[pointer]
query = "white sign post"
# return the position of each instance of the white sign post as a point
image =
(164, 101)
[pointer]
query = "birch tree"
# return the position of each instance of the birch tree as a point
★ ★ ★
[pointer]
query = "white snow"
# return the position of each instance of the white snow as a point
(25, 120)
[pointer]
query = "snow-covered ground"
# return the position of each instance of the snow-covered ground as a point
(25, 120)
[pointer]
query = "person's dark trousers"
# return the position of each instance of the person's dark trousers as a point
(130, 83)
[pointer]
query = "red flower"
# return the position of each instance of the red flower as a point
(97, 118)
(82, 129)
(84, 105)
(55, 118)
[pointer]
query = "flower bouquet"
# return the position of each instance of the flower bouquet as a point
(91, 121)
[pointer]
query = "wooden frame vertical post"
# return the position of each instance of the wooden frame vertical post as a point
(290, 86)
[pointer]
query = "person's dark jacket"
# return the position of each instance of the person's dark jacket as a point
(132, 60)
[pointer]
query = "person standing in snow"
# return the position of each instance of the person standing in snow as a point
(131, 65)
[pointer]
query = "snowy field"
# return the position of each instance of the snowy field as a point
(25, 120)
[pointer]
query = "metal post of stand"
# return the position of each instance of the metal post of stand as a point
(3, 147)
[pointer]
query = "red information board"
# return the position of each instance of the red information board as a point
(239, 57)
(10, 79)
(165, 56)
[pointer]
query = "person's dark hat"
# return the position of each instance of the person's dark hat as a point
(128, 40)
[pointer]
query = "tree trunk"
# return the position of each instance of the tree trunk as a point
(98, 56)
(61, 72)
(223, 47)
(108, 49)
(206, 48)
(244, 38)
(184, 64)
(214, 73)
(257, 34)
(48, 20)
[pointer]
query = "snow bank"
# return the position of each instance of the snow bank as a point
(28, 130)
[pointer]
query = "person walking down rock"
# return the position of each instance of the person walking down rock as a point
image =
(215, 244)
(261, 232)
★ ★ ★
• **EXERCISE GOAL**: Each line in the data that holds the string "rock" must be returned.

• **SOLVED EXERCISE**:
query = "person walking down rock"
# return the position of each instance of the person walking down rock as a point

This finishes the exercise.